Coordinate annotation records
⁂
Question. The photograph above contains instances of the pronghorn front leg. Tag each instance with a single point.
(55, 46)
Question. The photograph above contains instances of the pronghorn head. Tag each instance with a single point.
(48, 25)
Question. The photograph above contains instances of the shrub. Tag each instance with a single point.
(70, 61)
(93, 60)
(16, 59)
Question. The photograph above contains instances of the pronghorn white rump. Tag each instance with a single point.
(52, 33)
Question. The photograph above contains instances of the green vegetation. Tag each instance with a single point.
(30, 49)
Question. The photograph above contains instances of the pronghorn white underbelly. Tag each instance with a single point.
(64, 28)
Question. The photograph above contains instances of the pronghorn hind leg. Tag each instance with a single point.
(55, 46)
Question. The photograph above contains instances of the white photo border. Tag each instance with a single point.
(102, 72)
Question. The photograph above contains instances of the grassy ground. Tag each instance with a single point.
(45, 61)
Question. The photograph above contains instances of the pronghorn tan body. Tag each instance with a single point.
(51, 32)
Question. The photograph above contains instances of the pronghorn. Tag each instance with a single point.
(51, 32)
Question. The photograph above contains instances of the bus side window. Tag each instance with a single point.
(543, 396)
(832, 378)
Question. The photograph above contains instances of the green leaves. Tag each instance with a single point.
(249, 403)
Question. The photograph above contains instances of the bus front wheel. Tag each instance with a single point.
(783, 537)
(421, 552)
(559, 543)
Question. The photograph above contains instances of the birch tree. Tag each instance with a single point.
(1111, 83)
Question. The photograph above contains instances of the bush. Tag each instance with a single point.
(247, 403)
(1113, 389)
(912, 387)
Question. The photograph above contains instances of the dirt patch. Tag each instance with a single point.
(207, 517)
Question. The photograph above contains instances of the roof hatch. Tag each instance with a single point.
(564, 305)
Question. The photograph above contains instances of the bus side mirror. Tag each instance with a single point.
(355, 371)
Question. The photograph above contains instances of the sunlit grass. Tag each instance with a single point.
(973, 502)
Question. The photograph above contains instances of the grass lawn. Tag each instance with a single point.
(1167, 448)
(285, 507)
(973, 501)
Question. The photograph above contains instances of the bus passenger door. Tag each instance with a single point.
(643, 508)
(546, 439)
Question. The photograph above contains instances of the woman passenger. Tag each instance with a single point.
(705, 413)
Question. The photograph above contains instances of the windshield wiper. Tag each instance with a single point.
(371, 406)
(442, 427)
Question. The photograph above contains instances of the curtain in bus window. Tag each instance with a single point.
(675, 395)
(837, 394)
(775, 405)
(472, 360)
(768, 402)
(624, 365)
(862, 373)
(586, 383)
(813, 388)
⁂
Requirement: Arrange the lines as a two-column CSV with the columns text and answer, one row for each text and its answer. Begin at the line that has "wiper. Tag each instance with a single point." and stop at the end of the lines, putting each field in quotation marks and turning line breaks into spaces.

Written reply:
text,answer
"Question. The photograph above contains instances of the windshield wiper. Tag each instance with a single point.","(371, 406) (442, 427)"
"Question. The photograph above contains instances of the curtain in bus window. Tag each instance with a single point.","(675, 395) (837, 394) (775, 405) (472, 360) (768, 402) (624, 365) (862, 373) (586, 383) (813, 388)"